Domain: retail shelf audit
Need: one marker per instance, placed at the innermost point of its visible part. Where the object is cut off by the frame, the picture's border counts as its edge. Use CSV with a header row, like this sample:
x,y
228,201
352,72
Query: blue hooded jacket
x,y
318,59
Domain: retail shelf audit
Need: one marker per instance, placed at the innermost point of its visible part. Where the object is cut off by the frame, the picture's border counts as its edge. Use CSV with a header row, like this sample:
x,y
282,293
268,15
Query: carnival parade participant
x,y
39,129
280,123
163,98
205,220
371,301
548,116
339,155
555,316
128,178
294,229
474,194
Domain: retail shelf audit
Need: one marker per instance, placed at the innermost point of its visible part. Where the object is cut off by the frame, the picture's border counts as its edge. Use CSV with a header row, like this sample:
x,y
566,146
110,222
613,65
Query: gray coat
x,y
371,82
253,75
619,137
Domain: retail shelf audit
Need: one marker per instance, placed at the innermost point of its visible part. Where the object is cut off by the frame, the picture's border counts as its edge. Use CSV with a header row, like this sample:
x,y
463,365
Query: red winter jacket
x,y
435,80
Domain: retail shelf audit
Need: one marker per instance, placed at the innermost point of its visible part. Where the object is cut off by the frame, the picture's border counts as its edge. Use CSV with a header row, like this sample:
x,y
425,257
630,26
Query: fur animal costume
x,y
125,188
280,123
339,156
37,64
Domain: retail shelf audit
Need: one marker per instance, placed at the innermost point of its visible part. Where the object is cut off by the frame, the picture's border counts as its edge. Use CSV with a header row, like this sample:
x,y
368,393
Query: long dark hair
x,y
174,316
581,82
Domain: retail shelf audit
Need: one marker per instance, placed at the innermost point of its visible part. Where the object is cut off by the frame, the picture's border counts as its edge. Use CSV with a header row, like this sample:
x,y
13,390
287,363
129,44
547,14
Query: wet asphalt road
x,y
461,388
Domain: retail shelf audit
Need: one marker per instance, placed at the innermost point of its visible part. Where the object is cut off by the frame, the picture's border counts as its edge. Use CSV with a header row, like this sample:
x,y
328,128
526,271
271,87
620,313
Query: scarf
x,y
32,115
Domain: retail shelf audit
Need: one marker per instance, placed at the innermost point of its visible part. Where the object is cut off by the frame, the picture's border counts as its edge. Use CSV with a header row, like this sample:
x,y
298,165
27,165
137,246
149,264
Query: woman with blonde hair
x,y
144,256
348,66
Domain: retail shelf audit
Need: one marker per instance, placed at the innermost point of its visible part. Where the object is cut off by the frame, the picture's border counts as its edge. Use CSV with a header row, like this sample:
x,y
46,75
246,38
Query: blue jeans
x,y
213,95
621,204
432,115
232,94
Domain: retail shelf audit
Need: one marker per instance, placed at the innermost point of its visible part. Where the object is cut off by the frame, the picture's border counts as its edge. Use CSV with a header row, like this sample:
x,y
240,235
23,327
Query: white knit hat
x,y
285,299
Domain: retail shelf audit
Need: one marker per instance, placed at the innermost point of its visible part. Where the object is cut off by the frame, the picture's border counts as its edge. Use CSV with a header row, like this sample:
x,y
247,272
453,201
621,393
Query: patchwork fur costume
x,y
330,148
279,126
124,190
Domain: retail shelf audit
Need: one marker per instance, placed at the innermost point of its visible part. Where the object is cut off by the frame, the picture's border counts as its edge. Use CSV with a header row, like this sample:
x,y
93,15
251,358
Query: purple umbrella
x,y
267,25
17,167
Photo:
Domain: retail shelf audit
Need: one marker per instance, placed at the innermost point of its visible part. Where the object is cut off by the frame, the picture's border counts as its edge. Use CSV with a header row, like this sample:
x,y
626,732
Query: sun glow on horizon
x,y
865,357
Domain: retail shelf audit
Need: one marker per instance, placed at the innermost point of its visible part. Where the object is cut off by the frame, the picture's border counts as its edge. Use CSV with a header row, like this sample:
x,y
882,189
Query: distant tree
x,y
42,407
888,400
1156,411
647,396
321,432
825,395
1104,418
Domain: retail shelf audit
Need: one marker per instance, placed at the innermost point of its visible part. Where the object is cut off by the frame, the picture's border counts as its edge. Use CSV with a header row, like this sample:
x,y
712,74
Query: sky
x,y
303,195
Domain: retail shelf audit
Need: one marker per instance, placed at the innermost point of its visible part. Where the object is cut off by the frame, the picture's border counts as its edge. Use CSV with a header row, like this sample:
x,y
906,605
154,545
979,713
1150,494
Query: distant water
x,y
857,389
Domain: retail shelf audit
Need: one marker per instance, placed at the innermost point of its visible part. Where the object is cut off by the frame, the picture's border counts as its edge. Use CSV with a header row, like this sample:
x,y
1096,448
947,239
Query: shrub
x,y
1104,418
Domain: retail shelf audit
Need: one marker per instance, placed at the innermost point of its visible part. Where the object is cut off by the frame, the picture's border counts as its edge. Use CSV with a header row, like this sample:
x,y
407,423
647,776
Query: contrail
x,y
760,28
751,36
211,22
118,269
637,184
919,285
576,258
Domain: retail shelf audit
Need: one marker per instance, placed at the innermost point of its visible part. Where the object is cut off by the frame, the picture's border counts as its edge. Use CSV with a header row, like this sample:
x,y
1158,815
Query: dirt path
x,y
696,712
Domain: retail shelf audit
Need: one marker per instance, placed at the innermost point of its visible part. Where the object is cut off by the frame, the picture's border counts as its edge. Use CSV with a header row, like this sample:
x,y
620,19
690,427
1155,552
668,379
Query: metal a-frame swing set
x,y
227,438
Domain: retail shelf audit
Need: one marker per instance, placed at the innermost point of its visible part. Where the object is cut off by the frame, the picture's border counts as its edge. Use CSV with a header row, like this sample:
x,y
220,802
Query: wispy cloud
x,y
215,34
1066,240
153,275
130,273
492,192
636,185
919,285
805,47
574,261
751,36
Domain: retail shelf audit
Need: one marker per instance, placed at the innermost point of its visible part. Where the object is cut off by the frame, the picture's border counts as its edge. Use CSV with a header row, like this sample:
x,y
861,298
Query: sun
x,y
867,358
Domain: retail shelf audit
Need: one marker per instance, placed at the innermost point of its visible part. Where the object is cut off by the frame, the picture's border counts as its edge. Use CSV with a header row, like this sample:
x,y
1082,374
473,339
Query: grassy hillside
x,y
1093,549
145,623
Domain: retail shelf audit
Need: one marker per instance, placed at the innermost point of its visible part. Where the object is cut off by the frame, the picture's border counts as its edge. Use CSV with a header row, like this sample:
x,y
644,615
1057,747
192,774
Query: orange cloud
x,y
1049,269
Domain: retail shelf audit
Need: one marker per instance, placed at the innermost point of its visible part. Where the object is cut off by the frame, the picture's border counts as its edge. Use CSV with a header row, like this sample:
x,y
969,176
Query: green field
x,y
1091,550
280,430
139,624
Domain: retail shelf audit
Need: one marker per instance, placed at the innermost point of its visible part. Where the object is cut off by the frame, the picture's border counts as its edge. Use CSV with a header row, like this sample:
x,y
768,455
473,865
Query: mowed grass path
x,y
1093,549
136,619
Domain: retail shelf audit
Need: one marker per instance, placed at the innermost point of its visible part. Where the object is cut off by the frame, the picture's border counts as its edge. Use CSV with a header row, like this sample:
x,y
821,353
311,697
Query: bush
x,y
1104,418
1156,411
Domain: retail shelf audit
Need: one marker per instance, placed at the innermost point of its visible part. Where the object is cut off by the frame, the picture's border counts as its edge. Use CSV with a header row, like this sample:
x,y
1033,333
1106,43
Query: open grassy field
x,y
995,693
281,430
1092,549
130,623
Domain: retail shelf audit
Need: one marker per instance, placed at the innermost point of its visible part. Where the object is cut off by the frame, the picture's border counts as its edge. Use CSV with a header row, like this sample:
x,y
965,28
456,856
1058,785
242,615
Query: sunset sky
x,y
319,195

WHAT YOU ARE ASKED TO DO: Please retype each entry above exactly as it is written.

RESULT:
Domain: retail shelf audit
Need: one marker per instance, placed at the innermost point of its visible part. Where the object is cut off by the frame, the picture's border counts as its edge. Use CSV with a header row, like this sample:
x,y
228,201
352,72
Query: blue hooded jacket
x,y
318,59
Domain: retail shelf audit
Need: one marker per instance, placed at the innermost point of its visible part. Where the object is cut off by the frame, the picture's border counts as its edge. Use CSV with a header row, like this sample:
x,y
282,293
268,15
Query: carnival parade participant
x,y
39,129
280,123
163,98
205,220
371,301
548,116
339,155
555,316
128,178
294,229
474,194
Domain: retail shelf audit
Need: one marker per instance, placed at the innermost point of its visible part. Where the object is cut off by the frame, the picture's border counts as its edge. Use CSV with a header row, like this sample:
x,y
566,146
110,222
613,65
Query: gray coat
x,y
371,82
253,75
619,137
Domain: retail shelf audit
Need: one marker per instance, placed at the innermost point of its visible part. Where the object is cut off by the frame, the picture's border counts as its edge. Use CSV with a header row, like this sample:
x,y
463,365
Query: red winter jacket
x,y
435,80
Domain: retail shelf audit
Need: one marker per instance, placed at the innermost point of its visible part. Where the object is cut off by the frame, the picture's border counts as its edge. Use CSV with a header row, like this sample:
x,y
425,257
630,26
Query: fur animal costume
x,y
125,188
280,123
339,156
37,64
Domain: retail shelf audit
Need: one marker per instance, placed at the innermost point of its visible part. Where the object is cut off by the frame, the picture's border counts as its edge. Use CSV with a header row, like this sample:
x,y
368,393
Query: long dark hair
x,y
174,316
581,82
Domain: retail shelf audit
Need: one marker per instance, placed at the innermost point of its visible part. Where the object is cut off by the frame, the picture's border counts as its edge. Use CSV with a header row, like this sample:
x,y
13,390
287,363
129,44
547,14
Query: wet asphalt road
x,y
461,388
Domain: retail shelf audit
Need: one marker per instance, placed at the innermost point of its visible part. Where the object is cut off by the frame, the picture's border counts as its edge. Use CSV with a header row, like this sample:
x,y
328,128
526,271
271,87
620,313
Query: scarf
x,y
32,115
Domain: retail shelf audit
Need: one marker per instance, placed at the innermost point of its visible part. Where the object is cut off by the frame, the picture's border counts as its edge. Use CSV with a header row, like this sample:
x,y
298,165
27,165
137,246
149,264
Query: woman with blonde hair
x,y
144,256
348,66
Domain: retail shelf audit
Need: one marker per instance, placed at the innermost point of its visible part. Where the object is cut off by the frame, the picture's border counts as its edge. Use CSV with a header row, like this sample:
x,y
46,75
246,38
Query: blue jeans
x,y
213,95
621,204
432,115
232,94
Domain: retail shelf audit
Need: one marker per instance, placed at the innermost point of its visible part. Where the object is cut off by the frame, the picture's border counts as its edge. Use CSV with a header row, like this sample:
x,y
240,235
23,327
Query: white knit hat
x,y
285,299
Domain: retail shelf audit
Need: one marker per instance, placed at the innermost point of its visible part. Where the object is cut off by the frame, the picture's border counts as its edge. Use CSV with a header row, like this sample:
x,y
247,272
453,201
621,393
Query: patchwork fur costume
x,y
330,148
279,126
124,190
Domain: retail shelf audit
Need: one marker per instance, placed at the innermost point of its visible part. Where the object is cut off by the frame, the picture's border counts as its edge. Use CSV with a header row, like this sample:
x,y
93,15
251,358
Query: purple umbrella
x,y
267,25
17,167
Photo:
Domain: retail shelf audit
Need: one marker per instance, placed at the innermost point of its visible part. Where the object is cut off by the frame, the picture's border counts as its edge. Use CSV with a header row, like this sample:
x,y
626,732
Query: sun glow on horizon
x,y
865,357
Domain: retail shelf audit
Need: one marker per instance, placed at the innermost point of its visible part. Where the object is cut off by the frame, the picture's border counts as its edge. Use CSV with a header row, like this sample:
x,y
882,189
Query: distant tree
x,y
42,407
888,400
1156,411
647,396
321,432
825,395
1104,418
Domain: retail shelf audit
Need: one marker per instance, placed at the innermost point of its visible part. Where the object is cut off by the frame, the picture's border counts as its edge. Use CSV with a header row, like this sample:
x,y
712,74
Query: sky
x,y
303,195
Domain: retail shelf audit
Need: one marker per instance, placed at the innermost point of its visible part. Where the object is cut off by the frame, the picture's border counts as its edge. Use CSV with a header row, like this sample:
x,y
906,605
154,545
979,713
1150,494
Query: distant water
x,y
857,389
Domain: retail shelf audit
Need: one marker per instance, placed at the innermost point of its visible part. Where the object is cut off by the frame, the picture's border counts as its edge. Use CSV with a header row, like this sample:
x,y
1096,448
947,239
Query: shrub
x,y
1104,418
Domain: retail shelf audit
Need: one marker per instance, placed at the innermost point of its visible part. Where the object is cut off by the frame, the picture's border counts as its edge. Use CSV with a header row, like this sample:
x,y
407,423
647,776
Query: contrail
x,y
760,28
751,36
211,22
118,269
637,184
919,285
576,258
Domain: retail shelf audit
Need: one marker per instance, placed at the innermost point of its visible part. Where the object is cut off by the frame, the picture's border counts as its edge. Use CSV with a header row, like this sample:
x,y
1158,815
Query: dirt path
x,y
696,712
Domain: retail shelf audit
Need: one marker per instance, placed at the innermost point of its visible part. Where the object is cut off by the frame, the picture's border counts as its edge. Use CSV with a header row, like this sample:
x,y
620,19
690,427
1155,552
668,379
Query: metal a-frame swing set
x,y
227,438
Domain: retail shelf audit
Need: one marker per instance, placed at the innermost point of its visible part. Where the object is cut off by the frame, the picture's border counts as its edge. Use CSV with a header row, like this sample:
x,y
220,802
Query: wispy cloud
x,y
215,34
1066,240
153,275
130,273
492,192
636,185
919,285
805,47
574,261
751,36
Domain: retail shelf audit
Need: one marker per instance, placed at the innermost point of its visible part. Where the object is cut off by the frame, the picture's border counts as its edge. Use CSV with a header row, like this sample:
x,y
861,298
Query: sun
x,y
867,358
Domain: retail shelf audit
Need: one marker per instance, placed at the innermost point of its visible part. Where the object is cut off by the frame, the picture's border counts as its edge. Use CSV with a header row, like this sample:
x,y
1082,374
473,339
Query: grassy hillside
x,y
1093,549
145,623
Domain: retail shelf audit
Need: one marker per instance, placed at the innermost point of its visible part. Where the object is cut off by the frame, the picture's border counts as its edge. Use CSV with a header row, like this sample:
x,y
644,615
1057,747
192,774
Query: orange cloud
x,y
1049,269
Domain: retail shelf audit
Need: one marker per instance, placed at the innermost point of its visible part. Where the object is cut off by the frame, the picture's border counts as its edge. Use CSV with a header row, like this sample:
x,y
969,176
Query: green field
x,y
1091,550
280,430
139,624
Domain: retail shelf audit
Need: one marker per instance, placed at the innermost point of its visible part. Where the object is cut off by the frame, the picture's border counts as its edge. Use CSV with a header row, like this sample:
x,y
768,455
473,865
Query: mowed grass path
x,y
1093,549
136,619
Domain: retail shelf audit
Need: one marker per instance, placed at the innermost point of its visible part. Where the object is cut off by the frame, the picture's border counts as its edge. Use CSV with a header row, like this sample:
x,y
821,353
311,697
Query: bush
x,y
1104,418
1156,411
Domain: retail shelf audit
Need: one marker per instance, placed at the innermost point of its visible part. Where the object is cut off by the frame, the picture's border counts as its edge. Use CSV with a header row, like this sample:
x,y
1033,333
1106,43
Query: open grassy field
x,y
995,693
281,430
1092,549
130,623
Domain: retail shelf audit
Need: one marker per instance, placed at the innermost point of its visible part. Where the object is cut off by the frame, the picture's border counts as its edge. Use CSV with a header row, like this sample:
x,y
965,28
456,856
1058,785
242,615
Query: sunset sky
x,y
319,195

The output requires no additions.